== What you need to do ==
Everything from the line containing "overhang? Provide the bounding box." to the end of the material, both ends included, should be repeated exactly; please give only those lines.

== Input ==
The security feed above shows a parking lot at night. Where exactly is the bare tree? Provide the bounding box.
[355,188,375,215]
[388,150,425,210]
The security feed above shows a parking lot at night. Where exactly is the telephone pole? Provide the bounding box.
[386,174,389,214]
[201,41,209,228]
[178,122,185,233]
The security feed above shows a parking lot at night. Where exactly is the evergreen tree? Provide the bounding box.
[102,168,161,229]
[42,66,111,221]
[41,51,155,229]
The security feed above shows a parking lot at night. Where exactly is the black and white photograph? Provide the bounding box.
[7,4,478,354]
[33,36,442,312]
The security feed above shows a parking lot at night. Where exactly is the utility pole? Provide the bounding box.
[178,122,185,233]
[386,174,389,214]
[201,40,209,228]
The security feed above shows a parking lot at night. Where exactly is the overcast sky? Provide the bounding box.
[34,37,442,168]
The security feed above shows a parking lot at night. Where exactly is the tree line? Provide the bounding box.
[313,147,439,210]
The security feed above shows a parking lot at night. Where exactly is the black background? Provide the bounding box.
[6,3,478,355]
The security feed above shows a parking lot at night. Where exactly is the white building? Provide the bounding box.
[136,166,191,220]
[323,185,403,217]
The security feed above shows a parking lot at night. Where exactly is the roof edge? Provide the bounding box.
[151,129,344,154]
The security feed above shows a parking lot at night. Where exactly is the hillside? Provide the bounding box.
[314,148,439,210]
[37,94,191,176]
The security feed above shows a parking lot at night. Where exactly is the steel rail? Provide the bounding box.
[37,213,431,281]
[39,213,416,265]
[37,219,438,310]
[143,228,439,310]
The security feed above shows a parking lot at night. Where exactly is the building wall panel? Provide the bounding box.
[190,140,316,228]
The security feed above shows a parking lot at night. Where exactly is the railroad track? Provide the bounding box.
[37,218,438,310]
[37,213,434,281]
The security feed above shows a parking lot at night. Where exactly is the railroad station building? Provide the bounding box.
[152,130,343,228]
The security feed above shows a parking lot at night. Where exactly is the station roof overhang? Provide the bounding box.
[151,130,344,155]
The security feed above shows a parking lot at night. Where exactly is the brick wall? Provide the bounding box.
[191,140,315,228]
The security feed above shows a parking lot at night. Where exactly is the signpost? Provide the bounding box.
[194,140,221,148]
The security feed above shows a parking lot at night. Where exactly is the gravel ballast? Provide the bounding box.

== Solution to this problem ==
The security feed above shows a parking lot at night. Where exactly is the station roof overhang? Provide the bounding box.
[151,130,344,155]
The security feed above shows a parking lot at night. Where exactly is the brick wall? Provide the bounding box.
[191,140,315,228]
The security feed above shows a parking lot at night. Where exactly is the signpost? Provide the bounding box.
[194,140,221,148]
The security feed above shows a parking lot at night. Where exactly is the gravel ballast? Provide the bounding box.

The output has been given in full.